══ Teks yang diberikan ══
Pengumuman pemenang sebentar lagi disampaikan. Rasa deg-deganku semakin menyangat. Entah dengan Ebi. Apakah ia merasakan hal yang sama denganku. Untuk mengurangi beban, aku mengingat kembali niat awal mengajak Ebi mengikuti lomba ini. Aku tidak mengharapkan kemenangan, aku hanya berharap Ebi bisa menyalurkan bakat atau kemampuannya. Rasa berat di dadaku terasa sedikit berkurang. Ku tatap Ebi diseberang sana. Dekat sekali dengan tempat duduk para juri. Sikapnya tetap biasa. Seperti saat ia turun panggung tadi. “Ebi, kamu luar biasa” bisikku dalam hati.
Dewan juri terlihat mengendor dari diskusinya. Masing-masing beringsut ke tempat duduk. Seorang juri yang nampaknya akan menjadi jurubicara mempersiapkan diri. Beliau berdiri, merapikan pakain. Langkahnya yang tenang justru membuat perasaanku kembali deg-degan.
“Cek. Cek” pengeras suara di coba. Juri ini membetulkan sikap berdirinya.
═══
══ Materi yang ditampilkan ══
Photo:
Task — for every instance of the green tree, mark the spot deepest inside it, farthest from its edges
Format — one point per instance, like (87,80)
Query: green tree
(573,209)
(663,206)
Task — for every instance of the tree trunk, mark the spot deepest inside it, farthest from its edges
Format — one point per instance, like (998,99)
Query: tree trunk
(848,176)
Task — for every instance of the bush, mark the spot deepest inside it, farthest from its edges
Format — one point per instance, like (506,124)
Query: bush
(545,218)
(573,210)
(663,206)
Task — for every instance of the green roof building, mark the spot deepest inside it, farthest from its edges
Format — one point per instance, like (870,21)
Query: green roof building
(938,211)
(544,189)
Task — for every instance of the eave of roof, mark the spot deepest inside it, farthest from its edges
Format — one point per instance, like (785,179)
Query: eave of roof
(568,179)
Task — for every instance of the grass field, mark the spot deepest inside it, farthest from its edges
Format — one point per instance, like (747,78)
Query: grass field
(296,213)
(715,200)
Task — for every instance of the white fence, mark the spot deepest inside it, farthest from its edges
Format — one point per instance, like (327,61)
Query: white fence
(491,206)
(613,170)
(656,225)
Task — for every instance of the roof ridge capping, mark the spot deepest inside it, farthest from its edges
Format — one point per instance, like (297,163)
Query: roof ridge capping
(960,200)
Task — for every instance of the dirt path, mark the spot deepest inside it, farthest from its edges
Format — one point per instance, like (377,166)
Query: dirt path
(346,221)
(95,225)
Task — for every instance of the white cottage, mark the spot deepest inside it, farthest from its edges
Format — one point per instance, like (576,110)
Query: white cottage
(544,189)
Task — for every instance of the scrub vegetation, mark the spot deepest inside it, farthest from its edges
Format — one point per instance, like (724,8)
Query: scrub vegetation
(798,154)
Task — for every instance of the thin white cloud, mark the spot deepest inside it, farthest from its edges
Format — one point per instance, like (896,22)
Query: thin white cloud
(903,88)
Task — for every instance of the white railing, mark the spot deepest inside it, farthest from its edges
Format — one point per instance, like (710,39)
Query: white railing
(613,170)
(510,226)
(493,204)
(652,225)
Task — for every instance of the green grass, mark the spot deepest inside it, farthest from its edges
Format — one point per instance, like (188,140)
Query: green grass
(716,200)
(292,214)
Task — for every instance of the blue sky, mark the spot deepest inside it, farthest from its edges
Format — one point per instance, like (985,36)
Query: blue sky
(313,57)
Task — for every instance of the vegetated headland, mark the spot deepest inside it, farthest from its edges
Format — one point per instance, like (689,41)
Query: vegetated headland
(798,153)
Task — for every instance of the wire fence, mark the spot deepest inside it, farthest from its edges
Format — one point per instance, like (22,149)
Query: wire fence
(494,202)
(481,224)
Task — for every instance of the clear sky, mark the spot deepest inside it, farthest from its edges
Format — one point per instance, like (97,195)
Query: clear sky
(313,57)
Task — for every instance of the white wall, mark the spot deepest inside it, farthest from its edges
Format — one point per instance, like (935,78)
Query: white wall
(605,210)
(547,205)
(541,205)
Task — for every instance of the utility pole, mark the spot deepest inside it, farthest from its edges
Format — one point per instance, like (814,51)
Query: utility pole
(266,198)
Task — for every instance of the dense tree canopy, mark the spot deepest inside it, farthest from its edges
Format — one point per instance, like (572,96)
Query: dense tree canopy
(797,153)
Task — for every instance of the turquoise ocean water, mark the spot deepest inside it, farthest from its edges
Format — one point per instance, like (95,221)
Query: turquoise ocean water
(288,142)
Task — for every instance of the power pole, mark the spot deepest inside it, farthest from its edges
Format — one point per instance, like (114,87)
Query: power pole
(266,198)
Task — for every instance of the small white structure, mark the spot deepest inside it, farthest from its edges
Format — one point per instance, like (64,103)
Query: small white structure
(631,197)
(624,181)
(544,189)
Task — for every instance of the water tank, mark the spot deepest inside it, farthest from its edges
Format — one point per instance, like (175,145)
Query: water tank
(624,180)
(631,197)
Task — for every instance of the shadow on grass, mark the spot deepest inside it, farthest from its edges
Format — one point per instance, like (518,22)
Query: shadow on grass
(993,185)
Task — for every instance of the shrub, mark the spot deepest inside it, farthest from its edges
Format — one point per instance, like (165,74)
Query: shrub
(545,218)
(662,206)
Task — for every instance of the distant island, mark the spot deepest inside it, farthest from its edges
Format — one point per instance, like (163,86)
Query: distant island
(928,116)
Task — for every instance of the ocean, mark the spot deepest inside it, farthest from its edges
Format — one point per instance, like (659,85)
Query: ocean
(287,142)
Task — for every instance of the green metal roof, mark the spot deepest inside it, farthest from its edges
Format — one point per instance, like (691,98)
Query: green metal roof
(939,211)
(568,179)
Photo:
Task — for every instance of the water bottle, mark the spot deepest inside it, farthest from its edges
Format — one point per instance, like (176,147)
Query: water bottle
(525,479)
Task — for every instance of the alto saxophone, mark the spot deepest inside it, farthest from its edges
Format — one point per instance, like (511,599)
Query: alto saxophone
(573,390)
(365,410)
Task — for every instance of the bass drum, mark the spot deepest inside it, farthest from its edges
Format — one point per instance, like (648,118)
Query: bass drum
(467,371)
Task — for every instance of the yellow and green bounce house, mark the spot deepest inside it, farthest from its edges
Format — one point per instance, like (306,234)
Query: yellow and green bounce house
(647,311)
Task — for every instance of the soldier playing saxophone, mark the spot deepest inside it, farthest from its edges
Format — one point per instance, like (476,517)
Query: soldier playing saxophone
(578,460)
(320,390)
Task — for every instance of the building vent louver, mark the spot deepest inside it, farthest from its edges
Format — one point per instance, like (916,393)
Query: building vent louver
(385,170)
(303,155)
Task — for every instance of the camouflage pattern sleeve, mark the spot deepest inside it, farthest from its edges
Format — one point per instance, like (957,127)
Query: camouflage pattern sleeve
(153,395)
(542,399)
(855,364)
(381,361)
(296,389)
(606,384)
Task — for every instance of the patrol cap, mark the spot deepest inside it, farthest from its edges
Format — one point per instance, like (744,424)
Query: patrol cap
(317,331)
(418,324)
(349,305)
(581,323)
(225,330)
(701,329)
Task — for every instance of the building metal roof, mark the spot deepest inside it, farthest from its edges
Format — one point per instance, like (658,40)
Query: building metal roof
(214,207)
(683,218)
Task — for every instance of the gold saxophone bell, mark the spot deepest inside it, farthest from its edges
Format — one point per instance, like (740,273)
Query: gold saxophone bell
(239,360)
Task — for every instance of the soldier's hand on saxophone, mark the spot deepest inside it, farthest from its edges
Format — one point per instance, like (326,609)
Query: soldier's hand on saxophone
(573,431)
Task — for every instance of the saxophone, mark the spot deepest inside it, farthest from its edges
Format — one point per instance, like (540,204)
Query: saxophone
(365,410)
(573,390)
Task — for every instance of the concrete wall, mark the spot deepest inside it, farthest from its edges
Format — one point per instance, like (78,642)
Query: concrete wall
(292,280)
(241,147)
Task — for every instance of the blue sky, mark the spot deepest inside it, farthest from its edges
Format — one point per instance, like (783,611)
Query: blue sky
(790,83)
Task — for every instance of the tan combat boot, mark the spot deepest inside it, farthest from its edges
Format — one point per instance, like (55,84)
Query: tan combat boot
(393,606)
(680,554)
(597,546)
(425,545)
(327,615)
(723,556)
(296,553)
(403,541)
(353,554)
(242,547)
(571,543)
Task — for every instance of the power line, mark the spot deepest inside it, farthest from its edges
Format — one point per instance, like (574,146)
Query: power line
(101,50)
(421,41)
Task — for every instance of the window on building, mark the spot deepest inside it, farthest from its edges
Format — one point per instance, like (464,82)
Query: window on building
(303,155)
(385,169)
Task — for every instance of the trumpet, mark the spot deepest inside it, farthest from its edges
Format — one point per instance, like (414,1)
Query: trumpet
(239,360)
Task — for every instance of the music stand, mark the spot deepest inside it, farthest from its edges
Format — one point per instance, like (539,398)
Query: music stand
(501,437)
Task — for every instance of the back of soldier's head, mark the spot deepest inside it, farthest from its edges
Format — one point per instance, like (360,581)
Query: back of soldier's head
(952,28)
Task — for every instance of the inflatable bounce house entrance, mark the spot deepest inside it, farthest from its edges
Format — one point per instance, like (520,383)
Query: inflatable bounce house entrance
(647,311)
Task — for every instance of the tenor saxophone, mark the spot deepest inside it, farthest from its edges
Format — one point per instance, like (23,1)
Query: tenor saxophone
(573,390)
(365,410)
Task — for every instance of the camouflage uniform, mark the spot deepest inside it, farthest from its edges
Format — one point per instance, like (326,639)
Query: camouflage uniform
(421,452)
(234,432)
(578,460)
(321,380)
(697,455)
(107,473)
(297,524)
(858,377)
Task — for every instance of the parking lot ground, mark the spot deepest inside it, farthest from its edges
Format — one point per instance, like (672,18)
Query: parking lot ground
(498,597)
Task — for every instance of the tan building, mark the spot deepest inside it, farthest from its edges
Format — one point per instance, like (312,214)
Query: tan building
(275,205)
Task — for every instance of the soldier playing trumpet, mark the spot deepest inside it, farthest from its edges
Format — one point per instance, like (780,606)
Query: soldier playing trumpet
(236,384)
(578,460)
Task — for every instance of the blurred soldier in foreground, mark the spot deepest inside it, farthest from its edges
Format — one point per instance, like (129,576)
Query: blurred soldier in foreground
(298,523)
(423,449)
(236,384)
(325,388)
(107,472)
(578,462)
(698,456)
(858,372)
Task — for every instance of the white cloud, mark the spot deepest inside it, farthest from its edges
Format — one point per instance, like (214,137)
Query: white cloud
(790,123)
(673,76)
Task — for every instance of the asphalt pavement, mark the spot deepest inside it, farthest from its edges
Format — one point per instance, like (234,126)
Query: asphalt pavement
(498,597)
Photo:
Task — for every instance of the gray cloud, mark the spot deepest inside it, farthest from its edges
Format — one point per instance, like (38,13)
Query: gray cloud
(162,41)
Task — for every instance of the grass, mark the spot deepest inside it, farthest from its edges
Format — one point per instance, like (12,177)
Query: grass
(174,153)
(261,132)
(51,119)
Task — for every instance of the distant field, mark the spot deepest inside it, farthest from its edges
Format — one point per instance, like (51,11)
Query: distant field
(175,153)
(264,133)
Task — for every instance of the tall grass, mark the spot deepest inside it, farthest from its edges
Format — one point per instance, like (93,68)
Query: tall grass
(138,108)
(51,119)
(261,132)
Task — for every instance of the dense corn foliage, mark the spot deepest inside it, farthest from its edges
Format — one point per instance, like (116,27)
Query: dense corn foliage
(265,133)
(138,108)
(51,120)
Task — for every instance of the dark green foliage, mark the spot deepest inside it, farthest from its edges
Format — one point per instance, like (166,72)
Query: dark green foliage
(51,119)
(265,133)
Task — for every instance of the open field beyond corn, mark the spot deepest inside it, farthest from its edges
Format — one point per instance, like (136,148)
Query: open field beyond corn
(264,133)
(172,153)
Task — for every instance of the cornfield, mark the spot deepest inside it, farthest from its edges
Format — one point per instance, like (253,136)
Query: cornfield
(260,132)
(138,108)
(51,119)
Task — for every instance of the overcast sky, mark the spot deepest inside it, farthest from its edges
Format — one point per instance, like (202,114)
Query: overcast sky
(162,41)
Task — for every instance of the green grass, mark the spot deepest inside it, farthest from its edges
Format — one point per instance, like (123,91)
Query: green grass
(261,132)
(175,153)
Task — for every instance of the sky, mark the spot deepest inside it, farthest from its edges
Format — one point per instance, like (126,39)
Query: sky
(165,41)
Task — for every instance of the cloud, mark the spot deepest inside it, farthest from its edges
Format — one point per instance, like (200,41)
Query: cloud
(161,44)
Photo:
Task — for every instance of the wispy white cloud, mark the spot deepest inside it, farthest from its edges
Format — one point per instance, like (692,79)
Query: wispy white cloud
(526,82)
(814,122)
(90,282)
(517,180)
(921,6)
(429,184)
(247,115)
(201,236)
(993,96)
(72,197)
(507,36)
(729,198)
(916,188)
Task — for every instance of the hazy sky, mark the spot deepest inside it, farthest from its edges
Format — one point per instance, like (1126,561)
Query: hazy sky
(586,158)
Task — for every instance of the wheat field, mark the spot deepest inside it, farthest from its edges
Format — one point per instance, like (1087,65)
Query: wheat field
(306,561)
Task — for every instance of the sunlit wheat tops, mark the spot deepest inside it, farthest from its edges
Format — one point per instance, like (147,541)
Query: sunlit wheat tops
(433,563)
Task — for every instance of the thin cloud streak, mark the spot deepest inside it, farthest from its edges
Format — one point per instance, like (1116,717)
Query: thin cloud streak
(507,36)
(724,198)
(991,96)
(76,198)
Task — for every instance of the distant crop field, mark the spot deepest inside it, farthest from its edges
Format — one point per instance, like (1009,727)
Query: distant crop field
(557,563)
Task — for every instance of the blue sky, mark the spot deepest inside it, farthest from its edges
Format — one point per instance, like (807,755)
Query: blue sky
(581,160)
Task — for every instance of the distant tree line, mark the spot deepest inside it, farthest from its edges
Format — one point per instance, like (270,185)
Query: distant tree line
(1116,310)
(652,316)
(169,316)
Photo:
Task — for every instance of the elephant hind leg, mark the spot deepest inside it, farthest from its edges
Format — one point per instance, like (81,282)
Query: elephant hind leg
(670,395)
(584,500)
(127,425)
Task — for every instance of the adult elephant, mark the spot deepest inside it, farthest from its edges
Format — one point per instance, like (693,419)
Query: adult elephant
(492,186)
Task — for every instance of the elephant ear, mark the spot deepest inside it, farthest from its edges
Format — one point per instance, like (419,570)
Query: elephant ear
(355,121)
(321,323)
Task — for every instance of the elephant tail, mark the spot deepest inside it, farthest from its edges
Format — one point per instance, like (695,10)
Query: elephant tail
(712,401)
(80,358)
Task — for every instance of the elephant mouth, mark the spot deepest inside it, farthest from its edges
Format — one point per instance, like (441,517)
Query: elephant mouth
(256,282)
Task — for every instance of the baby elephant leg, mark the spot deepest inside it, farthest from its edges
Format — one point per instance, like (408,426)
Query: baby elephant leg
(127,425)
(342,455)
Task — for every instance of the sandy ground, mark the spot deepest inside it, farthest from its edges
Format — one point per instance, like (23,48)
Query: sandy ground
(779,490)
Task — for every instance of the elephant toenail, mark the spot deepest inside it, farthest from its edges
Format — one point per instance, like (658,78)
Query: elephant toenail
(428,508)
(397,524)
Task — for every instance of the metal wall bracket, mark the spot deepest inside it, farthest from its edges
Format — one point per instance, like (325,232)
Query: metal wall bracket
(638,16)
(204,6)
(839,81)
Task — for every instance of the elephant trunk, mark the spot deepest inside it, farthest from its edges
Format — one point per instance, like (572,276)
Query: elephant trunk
═══
### Perintah 1
Tuliskan semua kata berulang yang memakai tanda hubung dalam teks yang diberikan.
### Perintah 2
Tampilkan setiap baris dalam catatan yang memuat kata "building", dan bedakan huruf besar dari huruf kecil.

### Jawaban benar 1
deg-deganku, Masing-masing, deg-degan

### Jawaban benar 2
Task — for every instance of the green roof building, mark the spot deepest inside it, farthest from its edges
Query: green roof building
Task — for every instance of the building vent louver, mark the spot deepest inside it, farthest from its edges
Query: building vent louver
Task — for every instance of the building metal roof, mark the spot deepest inside it, farthest from its edges
Query: building metal roof
Task — for every instance of the window on building, mark the spot deepest inside it, farthest from its edges
Query: window on building
Task — for every instance of the tan building, mark the spot deepest inside it, farthest from its edges
Query: tan building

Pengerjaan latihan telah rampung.